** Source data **
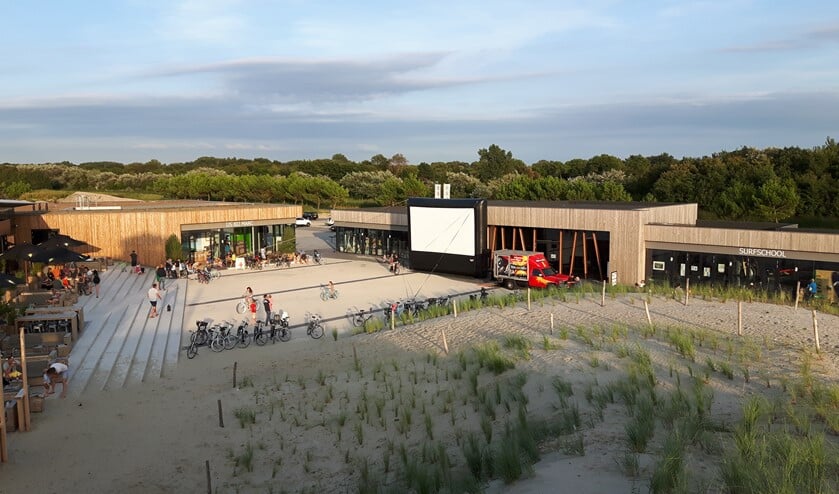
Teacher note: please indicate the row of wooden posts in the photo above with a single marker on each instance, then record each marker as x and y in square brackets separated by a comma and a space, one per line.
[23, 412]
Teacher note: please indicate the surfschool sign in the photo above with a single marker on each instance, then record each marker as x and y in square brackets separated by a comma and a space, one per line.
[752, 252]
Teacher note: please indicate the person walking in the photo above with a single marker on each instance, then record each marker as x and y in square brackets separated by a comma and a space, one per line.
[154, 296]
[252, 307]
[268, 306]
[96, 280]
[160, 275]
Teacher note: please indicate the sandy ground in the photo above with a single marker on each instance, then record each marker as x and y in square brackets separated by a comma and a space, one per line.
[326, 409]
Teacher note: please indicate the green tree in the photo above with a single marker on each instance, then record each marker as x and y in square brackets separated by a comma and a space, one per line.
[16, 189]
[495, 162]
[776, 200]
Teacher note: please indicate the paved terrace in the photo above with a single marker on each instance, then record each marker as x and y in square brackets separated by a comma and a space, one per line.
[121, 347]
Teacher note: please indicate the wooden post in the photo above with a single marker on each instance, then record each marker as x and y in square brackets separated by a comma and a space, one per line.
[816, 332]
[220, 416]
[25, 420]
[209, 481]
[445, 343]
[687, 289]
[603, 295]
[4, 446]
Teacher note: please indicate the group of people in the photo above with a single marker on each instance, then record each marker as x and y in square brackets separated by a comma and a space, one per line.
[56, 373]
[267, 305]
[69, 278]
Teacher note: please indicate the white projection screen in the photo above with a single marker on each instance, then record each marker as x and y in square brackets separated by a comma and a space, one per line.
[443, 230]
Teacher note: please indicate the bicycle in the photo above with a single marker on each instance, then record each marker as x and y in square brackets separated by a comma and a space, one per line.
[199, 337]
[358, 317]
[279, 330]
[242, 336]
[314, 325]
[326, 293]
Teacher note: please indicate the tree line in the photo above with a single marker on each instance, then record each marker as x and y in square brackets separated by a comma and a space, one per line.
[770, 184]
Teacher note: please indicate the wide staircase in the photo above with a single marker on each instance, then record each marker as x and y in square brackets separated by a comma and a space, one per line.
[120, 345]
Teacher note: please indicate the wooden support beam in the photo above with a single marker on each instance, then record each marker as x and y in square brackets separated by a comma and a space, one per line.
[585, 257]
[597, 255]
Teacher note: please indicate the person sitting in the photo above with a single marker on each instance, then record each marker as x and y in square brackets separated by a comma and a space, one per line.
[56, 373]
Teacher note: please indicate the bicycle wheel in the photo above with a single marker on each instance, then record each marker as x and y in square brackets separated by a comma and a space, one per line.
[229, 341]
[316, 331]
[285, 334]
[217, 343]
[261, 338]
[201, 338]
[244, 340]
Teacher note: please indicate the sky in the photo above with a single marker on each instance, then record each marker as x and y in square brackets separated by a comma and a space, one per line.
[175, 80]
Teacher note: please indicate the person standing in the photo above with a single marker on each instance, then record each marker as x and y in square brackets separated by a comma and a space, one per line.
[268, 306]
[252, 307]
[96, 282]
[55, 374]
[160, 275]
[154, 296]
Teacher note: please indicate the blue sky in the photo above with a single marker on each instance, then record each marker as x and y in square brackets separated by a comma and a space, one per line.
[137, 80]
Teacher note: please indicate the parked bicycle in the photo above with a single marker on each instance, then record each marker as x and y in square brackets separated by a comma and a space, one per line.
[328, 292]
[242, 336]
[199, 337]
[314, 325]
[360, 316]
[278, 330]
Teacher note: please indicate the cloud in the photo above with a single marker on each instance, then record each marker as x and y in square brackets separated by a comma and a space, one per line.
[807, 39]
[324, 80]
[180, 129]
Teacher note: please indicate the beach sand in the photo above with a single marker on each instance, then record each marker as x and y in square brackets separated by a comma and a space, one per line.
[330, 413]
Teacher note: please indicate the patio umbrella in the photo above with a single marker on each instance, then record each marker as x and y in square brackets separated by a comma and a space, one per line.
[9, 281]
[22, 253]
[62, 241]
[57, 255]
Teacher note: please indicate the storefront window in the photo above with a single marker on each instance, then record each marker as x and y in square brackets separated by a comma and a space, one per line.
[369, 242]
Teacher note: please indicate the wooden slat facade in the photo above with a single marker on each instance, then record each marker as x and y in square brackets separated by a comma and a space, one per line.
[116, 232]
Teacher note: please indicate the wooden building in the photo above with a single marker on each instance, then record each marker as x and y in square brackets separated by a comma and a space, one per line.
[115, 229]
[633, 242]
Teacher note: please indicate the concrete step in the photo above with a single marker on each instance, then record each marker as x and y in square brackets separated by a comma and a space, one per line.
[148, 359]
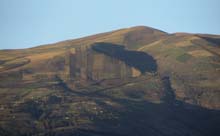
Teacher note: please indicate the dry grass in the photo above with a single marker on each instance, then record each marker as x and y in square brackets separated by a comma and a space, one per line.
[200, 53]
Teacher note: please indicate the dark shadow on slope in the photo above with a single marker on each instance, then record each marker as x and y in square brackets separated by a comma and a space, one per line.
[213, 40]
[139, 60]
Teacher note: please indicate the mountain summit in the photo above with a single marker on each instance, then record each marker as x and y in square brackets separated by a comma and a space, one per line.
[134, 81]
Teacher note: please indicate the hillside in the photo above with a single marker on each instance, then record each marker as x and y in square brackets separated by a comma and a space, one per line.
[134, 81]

...

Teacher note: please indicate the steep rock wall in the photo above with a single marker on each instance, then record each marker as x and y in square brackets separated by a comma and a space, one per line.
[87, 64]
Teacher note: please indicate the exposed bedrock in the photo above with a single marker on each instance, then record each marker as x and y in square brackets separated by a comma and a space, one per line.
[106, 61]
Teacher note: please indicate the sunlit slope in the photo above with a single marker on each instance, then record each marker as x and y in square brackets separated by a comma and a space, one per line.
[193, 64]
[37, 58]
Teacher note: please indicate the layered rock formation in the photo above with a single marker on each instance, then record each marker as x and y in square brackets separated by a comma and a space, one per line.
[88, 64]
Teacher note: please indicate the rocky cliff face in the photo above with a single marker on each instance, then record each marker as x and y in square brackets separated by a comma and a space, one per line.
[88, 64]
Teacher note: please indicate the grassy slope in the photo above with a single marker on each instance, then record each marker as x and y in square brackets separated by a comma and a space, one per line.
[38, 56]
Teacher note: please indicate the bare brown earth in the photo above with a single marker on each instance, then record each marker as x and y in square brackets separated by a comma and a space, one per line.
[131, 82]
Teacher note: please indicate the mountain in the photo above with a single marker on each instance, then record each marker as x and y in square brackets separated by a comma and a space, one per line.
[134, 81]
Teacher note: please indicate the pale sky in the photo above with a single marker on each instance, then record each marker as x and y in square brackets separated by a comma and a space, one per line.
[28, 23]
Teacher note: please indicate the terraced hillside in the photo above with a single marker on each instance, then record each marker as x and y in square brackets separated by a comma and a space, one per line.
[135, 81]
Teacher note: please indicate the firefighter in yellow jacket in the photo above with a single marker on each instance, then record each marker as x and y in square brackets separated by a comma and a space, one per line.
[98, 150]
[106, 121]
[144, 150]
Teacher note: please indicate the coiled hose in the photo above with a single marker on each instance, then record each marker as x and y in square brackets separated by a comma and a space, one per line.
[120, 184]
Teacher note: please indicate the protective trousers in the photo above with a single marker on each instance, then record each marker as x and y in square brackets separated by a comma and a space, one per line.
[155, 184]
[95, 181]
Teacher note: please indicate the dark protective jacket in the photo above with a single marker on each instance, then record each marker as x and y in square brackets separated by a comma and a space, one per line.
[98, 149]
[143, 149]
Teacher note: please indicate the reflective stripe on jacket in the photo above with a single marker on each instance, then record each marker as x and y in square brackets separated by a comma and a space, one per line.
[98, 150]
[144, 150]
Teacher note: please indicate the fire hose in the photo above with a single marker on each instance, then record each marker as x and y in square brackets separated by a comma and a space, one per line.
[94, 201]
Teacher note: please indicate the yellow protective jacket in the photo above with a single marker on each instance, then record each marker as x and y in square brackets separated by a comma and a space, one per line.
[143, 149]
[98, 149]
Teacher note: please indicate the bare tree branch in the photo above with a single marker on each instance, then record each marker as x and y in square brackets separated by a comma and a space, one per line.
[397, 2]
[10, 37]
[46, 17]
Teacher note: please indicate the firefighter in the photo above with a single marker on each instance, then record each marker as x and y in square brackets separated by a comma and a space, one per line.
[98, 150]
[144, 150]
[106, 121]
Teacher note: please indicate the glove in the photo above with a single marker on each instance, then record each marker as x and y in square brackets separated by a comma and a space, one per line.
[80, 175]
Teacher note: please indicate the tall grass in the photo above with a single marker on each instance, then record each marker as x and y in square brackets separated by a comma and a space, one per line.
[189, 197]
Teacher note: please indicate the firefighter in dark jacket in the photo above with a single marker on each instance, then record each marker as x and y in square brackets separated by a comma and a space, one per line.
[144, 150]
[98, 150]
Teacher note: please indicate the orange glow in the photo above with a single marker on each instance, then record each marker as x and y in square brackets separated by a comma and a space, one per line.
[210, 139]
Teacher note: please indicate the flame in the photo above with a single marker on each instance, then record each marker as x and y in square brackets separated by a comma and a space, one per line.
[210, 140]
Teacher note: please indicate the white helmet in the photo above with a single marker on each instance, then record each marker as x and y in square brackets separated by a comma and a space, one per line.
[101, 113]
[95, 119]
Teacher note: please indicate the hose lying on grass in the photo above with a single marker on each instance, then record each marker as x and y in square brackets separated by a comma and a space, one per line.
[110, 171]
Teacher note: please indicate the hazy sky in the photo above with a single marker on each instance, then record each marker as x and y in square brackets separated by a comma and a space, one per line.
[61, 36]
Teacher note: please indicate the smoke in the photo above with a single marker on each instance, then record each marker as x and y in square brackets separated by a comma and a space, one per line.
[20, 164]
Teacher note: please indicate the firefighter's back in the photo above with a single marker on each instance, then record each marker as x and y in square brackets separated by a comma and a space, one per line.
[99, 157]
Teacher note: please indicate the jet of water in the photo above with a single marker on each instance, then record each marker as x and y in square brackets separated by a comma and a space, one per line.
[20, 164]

** Instruction **
Can you gather every line in the entries above that contains the word "bicycle" and copy each of those lines out in full?

** Final result **
Teacher note: please indicate the bicycle in the photo above with a single marker on each instance, then record each marker as x and y in square brackets separated by a comma and a space, one per line.
Teacher note: please indicate the bicycle wheel in the photo above with a single marker on each instance, then record each marker as x and y in square brackets separated by a comma and a space, one per line.
Teacher note: please indicate the parked bicycle in the photo above with a single marker on each instance, then record each marker as x and y in square brackets separated by a comma and a space, one per line.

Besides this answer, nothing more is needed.